Start
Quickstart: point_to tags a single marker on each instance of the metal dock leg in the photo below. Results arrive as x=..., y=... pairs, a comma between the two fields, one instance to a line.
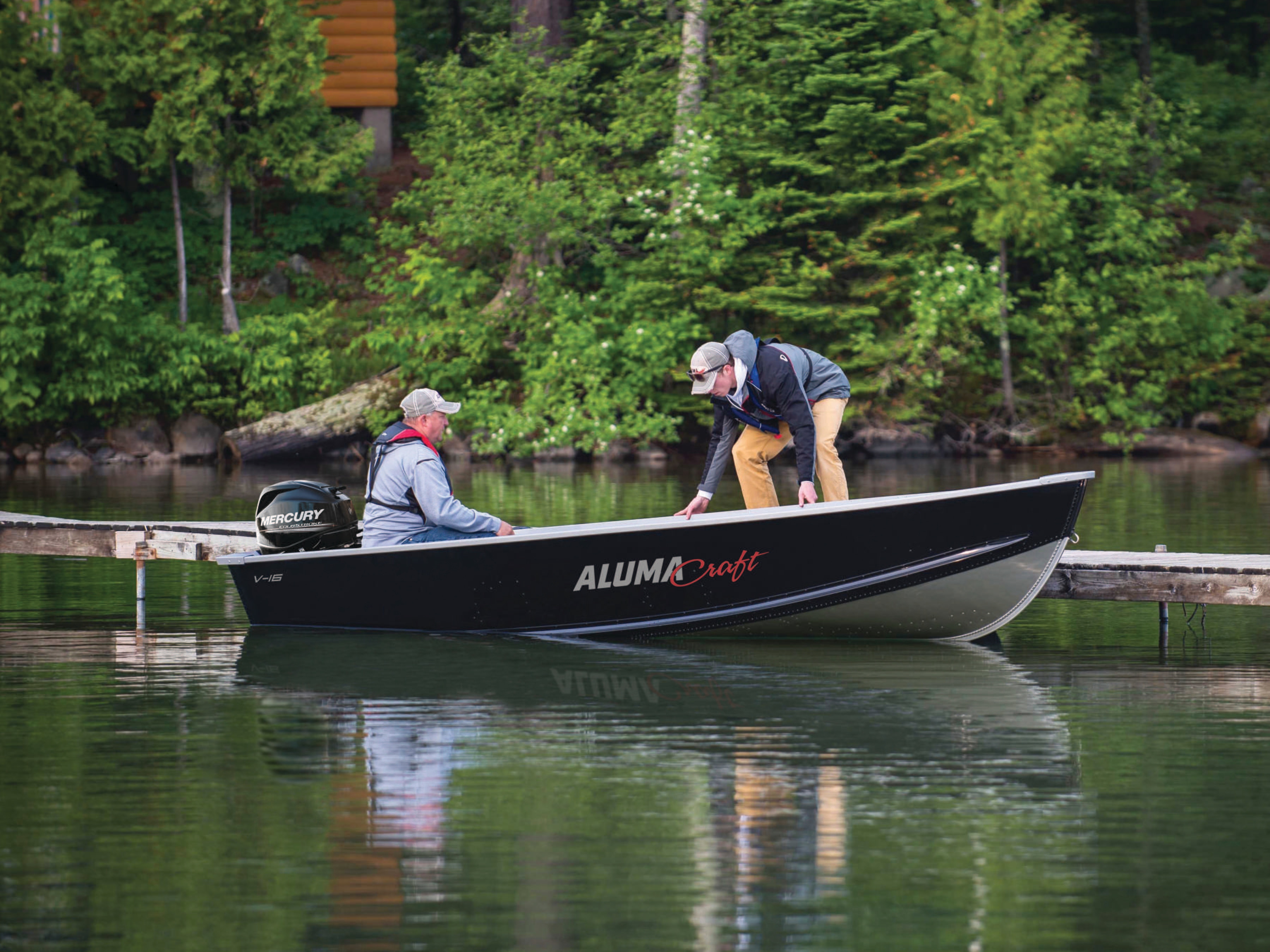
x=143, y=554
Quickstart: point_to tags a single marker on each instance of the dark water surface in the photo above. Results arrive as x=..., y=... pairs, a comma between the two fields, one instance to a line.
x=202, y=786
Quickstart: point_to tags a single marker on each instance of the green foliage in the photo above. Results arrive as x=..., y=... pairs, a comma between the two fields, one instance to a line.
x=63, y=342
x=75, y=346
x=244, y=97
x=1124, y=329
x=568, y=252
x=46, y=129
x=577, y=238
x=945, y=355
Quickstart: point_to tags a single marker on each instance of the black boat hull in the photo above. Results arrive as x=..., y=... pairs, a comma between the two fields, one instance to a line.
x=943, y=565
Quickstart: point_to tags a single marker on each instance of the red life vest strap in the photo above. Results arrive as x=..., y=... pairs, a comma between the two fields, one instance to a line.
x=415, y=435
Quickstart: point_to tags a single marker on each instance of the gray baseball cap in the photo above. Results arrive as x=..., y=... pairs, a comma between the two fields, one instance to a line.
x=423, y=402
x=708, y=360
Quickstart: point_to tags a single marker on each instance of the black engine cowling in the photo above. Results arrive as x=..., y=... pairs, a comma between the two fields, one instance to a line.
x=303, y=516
End
Extract every one of the lines above word for word, and leave the pictures out.

Quickstart: point_to tags a single marker on each instance of the metal dock leg in the photo below. Results arrive as x=..., y=... pairs, a comma between the two fields, one instance to a line.
x=143, y=554
Quickstart: point_to tags a single marker on each instance of the dark water surface in the photo above. Results arrive as x=..., y=... pairs, a comma between the two fields, one instance to a line.
x=202, y=786
Quickstart: point_to tags a single marker on each instance of the green foliage in the photo above. Results arrive as x=..., y=... pairs, a comma between the two fields, one instance to a line.
x=63, y=342
x=75, y=346
x=244, y=97
x=1124, y=329
x=568, y=252
x=46, y=129
x=577, y=238
x=945, y=355
Quickstart: point_to tags a single marker on each instance of the black boat hull in the photo above. Results arrive as x=..., y=... pairs, a comma between the two fields, one instance to a line.
x=943, y=565
Quickstart: point_to tags a single marker on each instance of the red life vest strap in the photo above. Results arrive as x=..., y=... pairs, a comma between the two fields, one instance to a line.
x=415, y=435
Quickstart: point_to tags a single marker on each instance of the gray baseball cap in the photo above. Results arrive as x=..., y=... pairs, a comma between the two fields, one instance to a line.
x=423, y=402
x=708, y=360
Quickstart: point_to tags a single marker on each instance of the black engine cowling in the photo above. Results arrive as x=..., y=... pairs, a comma between the two fields, one instance to a line.
x=303, y=516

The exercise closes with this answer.